(Entries for pointing and labeling)
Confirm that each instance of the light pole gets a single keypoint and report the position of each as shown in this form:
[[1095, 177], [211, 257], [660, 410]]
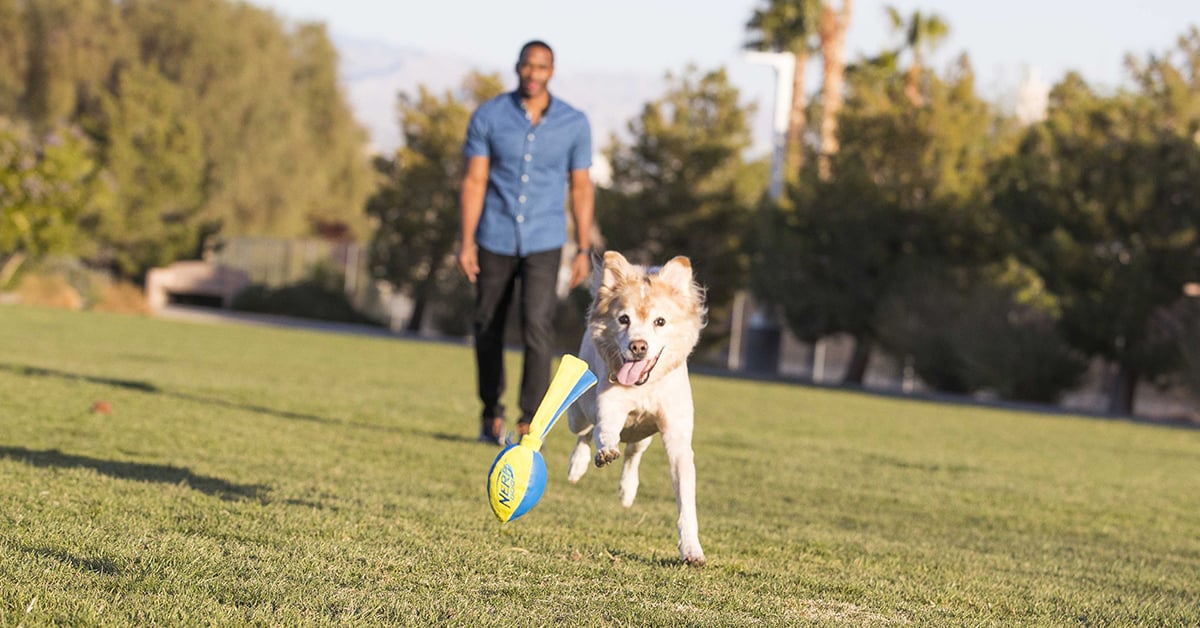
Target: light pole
[[784, 65], [785, 69]]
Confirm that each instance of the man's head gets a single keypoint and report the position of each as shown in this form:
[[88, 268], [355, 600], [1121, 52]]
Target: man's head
[[535, 65]]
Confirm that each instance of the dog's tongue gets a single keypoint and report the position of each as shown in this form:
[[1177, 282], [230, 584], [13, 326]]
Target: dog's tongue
[[631, 371]]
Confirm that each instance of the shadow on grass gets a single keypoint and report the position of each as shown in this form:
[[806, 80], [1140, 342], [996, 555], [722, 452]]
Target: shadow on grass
[[139, 472], [147, 387]]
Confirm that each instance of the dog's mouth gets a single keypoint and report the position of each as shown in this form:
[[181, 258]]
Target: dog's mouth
[[635, 372]]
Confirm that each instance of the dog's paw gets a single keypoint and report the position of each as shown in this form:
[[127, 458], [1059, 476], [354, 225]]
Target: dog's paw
[[690, 554], [605, 456], [576, 467]]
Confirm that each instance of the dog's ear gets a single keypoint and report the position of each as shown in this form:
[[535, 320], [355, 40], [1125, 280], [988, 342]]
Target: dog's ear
[[677, 274], [613, 269]]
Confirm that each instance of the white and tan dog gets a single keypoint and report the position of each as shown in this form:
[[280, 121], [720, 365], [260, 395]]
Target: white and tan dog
[[641, 328]]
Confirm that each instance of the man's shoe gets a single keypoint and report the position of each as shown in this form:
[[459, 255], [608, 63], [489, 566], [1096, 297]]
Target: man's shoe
[[515, 437], [492, 431]]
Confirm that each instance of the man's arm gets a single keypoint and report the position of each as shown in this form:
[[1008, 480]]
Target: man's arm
[[582, 209], [474, 186]]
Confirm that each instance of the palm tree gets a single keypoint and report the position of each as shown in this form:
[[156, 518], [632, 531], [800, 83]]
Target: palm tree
[[789, 25], [922, 34]]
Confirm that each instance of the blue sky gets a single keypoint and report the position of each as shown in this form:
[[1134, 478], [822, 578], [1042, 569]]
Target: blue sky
[[654, 36]]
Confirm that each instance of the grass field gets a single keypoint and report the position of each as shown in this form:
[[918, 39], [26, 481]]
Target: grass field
[[251, 474]]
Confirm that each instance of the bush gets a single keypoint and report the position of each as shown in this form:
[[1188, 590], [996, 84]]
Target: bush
[[979, 336], [319, 297]]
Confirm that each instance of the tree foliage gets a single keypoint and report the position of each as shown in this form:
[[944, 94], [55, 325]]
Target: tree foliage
[[906, 199], [677, 187], [1103, 199], [205, 114], [51, 191]]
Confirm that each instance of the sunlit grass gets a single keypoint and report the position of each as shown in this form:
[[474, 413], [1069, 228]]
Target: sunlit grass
[[250, 474]]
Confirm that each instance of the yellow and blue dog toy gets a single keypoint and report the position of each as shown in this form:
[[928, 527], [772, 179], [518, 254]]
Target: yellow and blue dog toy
[[517, 477]]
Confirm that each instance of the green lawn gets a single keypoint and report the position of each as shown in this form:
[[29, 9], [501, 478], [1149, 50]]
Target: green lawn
[[251, 474]]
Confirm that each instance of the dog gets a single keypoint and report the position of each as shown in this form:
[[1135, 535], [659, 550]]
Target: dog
[[641, 328]]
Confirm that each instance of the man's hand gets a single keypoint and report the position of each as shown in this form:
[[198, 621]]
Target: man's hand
[[581, 267], [468, 262]]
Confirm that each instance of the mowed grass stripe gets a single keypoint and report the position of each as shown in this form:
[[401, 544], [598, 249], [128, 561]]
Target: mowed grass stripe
[[251, 474]]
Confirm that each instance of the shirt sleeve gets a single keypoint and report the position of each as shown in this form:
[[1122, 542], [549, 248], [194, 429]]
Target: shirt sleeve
[[581, 149], [477, 145]]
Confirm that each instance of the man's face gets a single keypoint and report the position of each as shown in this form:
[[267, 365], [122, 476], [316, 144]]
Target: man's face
[[534, 71]]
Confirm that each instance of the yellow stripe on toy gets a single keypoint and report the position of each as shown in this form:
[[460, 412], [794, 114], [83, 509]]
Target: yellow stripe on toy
[[517, 477]]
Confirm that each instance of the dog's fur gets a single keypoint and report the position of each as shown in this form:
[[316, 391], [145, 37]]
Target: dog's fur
[[642, 326]]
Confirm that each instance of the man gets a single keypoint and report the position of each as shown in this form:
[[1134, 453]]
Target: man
[[523, 149]]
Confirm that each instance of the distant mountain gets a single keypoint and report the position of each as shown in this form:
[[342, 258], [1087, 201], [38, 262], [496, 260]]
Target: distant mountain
[[375, 73]]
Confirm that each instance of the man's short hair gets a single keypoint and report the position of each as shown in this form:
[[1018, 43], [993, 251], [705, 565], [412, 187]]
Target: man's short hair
[[537, 43]]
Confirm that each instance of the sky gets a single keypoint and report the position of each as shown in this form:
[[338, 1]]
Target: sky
[[1002, 39], [652, 37]]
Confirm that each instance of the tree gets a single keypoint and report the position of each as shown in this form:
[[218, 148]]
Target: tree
[[677, 186], [51, 190], [154, 155], [417, 207], [922, 34], [789, 27], [906, 199], [832, 29], [282, 154], [1105, 197], [13, 57]]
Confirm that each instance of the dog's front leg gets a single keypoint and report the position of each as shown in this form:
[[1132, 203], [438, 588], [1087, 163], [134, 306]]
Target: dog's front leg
[[610, 420], [683, 477]]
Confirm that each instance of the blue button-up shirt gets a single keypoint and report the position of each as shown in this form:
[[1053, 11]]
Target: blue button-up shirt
[[525, 205]]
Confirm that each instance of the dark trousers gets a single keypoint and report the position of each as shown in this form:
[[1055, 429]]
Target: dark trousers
[[499, 276]]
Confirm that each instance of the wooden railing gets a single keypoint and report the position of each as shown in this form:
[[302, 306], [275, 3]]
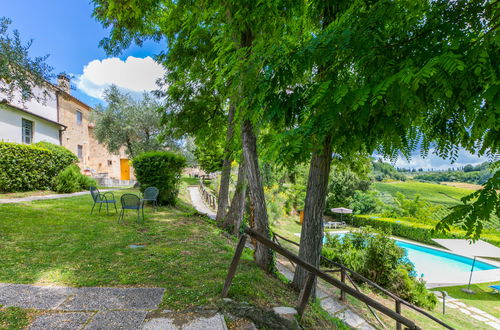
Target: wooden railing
[[348, 273], [318, 273], [207, 196]]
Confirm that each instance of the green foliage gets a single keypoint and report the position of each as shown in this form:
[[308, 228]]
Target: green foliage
[[366, 202], [18, 71], [377, 257], [479, 209], [383, 171], [477, 177], [419, 234], [416, 208], [31, 167], [342, 186], [126, 122], [161, 169], [72, 180], [63, 157]]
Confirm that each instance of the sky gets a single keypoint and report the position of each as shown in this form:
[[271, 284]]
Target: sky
[[67, 32]]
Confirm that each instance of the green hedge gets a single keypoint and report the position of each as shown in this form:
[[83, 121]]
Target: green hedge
[[30, 167], [161, 169]]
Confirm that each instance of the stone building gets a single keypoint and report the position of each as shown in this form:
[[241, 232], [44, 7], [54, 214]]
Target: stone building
[[78, 137]]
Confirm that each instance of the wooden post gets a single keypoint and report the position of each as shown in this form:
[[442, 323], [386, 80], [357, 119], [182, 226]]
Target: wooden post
[[342, 279], [305, 294], [233, 265], [398, 310]]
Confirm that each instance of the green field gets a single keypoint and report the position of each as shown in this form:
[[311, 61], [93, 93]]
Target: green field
[[431, 192]]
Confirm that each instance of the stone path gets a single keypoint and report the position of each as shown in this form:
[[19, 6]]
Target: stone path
[[37, 198], [102, 308], [197, 201], [473, 312], [332, 305]]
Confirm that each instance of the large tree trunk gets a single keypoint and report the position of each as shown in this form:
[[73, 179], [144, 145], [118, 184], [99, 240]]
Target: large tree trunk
[[311, 236], [223, 200], [237, 209], [263, 256]]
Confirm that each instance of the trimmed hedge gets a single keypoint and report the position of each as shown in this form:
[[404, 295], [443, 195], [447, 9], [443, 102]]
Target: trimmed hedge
[[161, 169], [418, 234], [30, 167]]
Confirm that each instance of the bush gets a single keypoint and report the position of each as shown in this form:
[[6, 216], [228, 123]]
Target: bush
[[71, 180], [377, 257], [63, 157], [31, 167], [161, 169]]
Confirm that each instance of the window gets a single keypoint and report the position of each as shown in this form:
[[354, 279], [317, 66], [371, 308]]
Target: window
[[80, 152], [78, 117], [27, 130]]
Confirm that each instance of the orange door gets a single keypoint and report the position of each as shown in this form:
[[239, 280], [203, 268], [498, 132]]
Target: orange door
[[125, 169]]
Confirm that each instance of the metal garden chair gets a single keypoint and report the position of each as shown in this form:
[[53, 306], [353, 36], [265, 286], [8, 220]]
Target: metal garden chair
[[131, 202], [102, 198], [151, 195]]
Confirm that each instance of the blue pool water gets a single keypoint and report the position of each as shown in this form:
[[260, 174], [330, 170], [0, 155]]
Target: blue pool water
[[432, 263]]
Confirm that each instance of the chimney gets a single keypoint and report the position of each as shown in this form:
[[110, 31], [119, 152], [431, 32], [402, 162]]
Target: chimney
[[63, 82]]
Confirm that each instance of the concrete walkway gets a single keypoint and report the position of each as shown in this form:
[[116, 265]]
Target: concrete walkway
[[332, 305], [197, 201], [102, 308], [38, 198]]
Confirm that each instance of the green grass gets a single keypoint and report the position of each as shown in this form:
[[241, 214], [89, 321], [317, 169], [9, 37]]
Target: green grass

Request ->
Arrange the lines from the line containing "Confirm that each instance of the man's head" up to and including the line containing "[[677, 274], [613, 269]]" as a JSON list of strings, with one string per line and blank lines left out.

Result of the task ->
[
  "Confirm that each instance of the man's head gets a single keypoint and report the position of each as shown in this form:",
  "[[88, 268], [355, 600], [1121, 52]]",
  "Target: man's head",
  "[[535, 65]]",
  "Confirm that each instance of the dog's tongue gets a single keypoint and report the position of each as shown in this form:",
  "[[1177, 282], [230, 584], [13, 326]]",
  "Target: dog's tongue",
  "[[631, 371]]",
  "Confirm that each instance of the shadow on grass gets a single keypoint and report the position of each as shown in this form:",
  "[[806, 80], [1140, 342], [996, 555], [722, 452]]",
  "Target: shadow on grass",
  "[[139, 472], [147, 387]]",
  "Confirm that each instance of the dog's mouth gets a single keypoint and report the position of each as shown in this form:",
  "[[181, 258]]",
  "Target: dog's mouth",
  "[[635, 372]]",
  "Confirm that each instance of the dog's paw gets a single keypoint and report the position of each as shown in this form:",
  "[[127, 458], [1059, 476], [354, 225]]",
  "Target: dog's paw",
  "[[690, 554], [605, 456], [576, 467]]",
  "Confirm that each instance of the dog's ear gets a single keypoint and report the position of each as shown in this form:",
  "[[535, 320], [355, 40], [1125, 280], [988, 342]]",
  "Target: dog's ear",
  "[[677, 274], [613, 269]]"
]